**Description of the task:**
List every line of the data below that contains the string "barrel". Case matters, so uppercase and lowercase letters do not match each other.

**Information shown:**
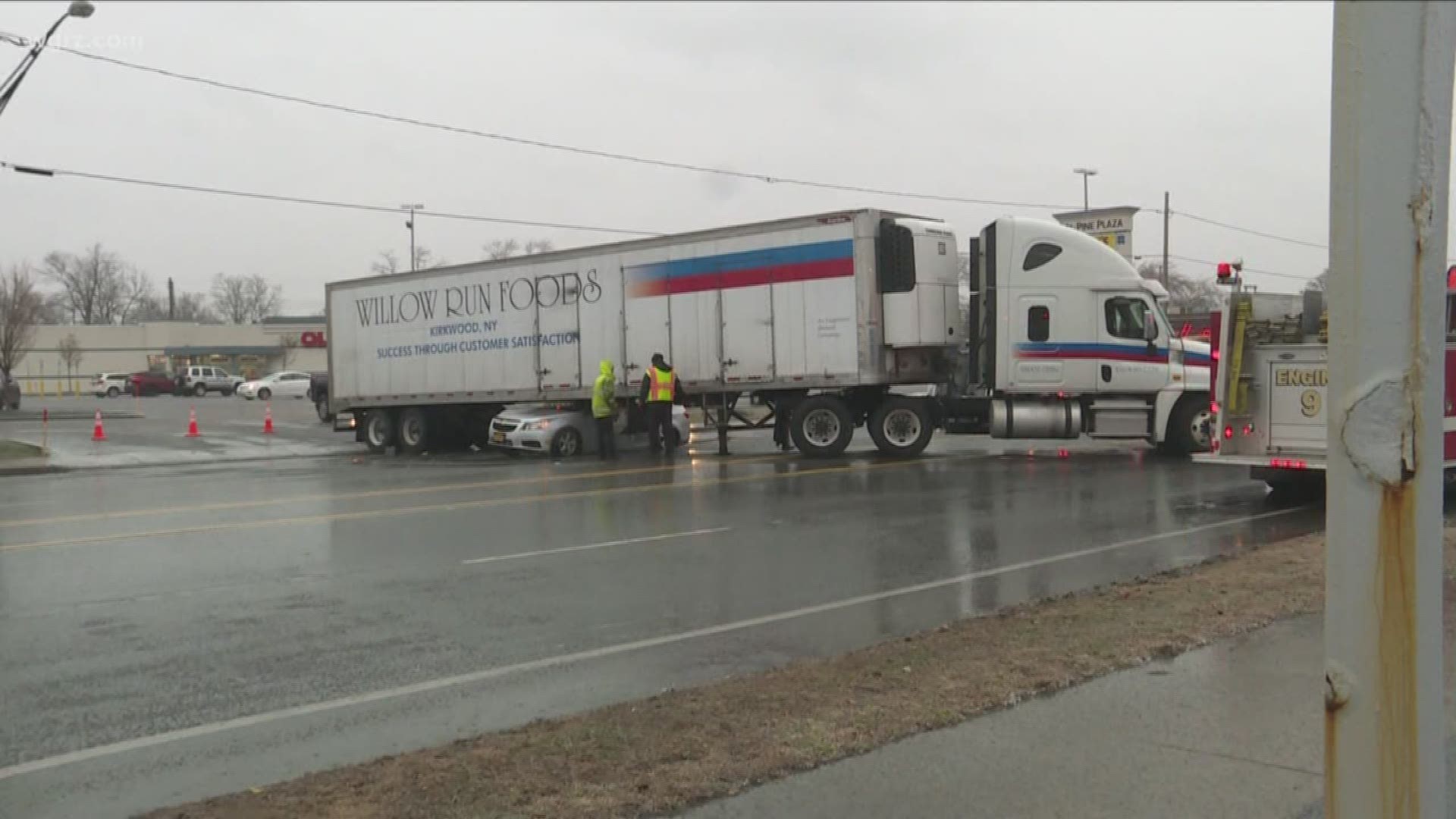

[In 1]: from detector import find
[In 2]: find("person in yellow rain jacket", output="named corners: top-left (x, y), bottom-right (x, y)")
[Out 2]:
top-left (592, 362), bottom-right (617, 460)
---
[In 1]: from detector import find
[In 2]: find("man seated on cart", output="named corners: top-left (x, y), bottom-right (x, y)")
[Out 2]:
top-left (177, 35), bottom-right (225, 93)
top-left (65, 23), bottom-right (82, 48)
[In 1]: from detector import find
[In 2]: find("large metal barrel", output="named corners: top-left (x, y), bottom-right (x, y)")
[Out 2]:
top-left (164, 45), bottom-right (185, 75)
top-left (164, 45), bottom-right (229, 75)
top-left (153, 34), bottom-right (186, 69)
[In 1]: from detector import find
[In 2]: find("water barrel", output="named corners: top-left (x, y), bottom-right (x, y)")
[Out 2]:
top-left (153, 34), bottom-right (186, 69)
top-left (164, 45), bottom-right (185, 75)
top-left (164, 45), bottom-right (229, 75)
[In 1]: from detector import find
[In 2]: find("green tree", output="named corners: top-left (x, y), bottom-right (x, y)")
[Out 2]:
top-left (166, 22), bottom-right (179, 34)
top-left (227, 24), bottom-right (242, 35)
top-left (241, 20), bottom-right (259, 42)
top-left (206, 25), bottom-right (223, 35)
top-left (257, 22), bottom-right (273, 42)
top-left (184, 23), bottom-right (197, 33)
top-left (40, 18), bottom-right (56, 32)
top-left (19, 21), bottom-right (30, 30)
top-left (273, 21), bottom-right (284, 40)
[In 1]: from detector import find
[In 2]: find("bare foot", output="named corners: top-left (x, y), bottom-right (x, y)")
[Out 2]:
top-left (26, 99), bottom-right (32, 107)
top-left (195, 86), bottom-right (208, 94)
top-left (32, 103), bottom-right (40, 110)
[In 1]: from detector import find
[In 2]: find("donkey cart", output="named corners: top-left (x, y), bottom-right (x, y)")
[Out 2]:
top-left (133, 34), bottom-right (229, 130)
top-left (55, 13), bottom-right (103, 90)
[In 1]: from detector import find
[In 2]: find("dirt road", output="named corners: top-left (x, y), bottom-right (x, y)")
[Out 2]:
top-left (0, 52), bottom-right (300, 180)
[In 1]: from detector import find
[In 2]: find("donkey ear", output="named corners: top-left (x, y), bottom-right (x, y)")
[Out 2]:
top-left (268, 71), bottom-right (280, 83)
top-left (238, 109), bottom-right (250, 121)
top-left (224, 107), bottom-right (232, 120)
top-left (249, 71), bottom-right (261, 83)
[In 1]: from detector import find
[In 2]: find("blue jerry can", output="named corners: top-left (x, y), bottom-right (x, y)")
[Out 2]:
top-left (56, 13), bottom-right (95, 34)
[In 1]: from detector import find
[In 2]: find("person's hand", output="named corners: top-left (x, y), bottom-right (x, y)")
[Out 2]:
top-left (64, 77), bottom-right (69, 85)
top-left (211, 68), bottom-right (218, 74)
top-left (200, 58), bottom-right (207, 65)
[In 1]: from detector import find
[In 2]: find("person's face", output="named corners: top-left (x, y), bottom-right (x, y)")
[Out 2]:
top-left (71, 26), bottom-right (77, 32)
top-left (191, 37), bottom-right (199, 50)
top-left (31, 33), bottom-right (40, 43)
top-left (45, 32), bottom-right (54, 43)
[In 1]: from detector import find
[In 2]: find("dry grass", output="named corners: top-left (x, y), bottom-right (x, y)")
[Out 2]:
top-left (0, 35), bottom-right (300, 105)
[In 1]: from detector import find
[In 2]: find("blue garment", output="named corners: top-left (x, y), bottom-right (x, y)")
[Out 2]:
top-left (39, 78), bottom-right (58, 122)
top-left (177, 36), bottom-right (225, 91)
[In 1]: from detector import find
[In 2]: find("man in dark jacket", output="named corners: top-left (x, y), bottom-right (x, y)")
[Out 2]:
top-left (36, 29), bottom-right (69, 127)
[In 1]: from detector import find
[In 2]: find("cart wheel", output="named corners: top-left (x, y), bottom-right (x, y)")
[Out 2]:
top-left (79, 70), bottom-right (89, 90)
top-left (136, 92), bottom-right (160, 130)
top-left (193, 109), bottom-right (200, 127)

**Exercise answer:**
[In 2]: find("large metal barrel", output="named corners: top-left (x, y), bottom-right (x, y)")
[In 2]: find("water barrel", output="named corners: top-left (x, y), bottom-right (x, y)")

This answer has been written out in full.